**Problem to work on**: Reproduce the following records verbatim.

**Data**:
* * * * *
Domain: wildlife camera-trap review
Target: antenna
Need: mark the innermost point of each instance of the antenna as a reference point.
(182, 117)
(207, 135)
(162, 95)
* * * * *
**Problem solution**:
Domain: wildlife camera-trap review
Target: antenna
Need: mark the innermost point of each instance of the antenna as a reference point.
(182, 117)
(207, 135)
(162, 95)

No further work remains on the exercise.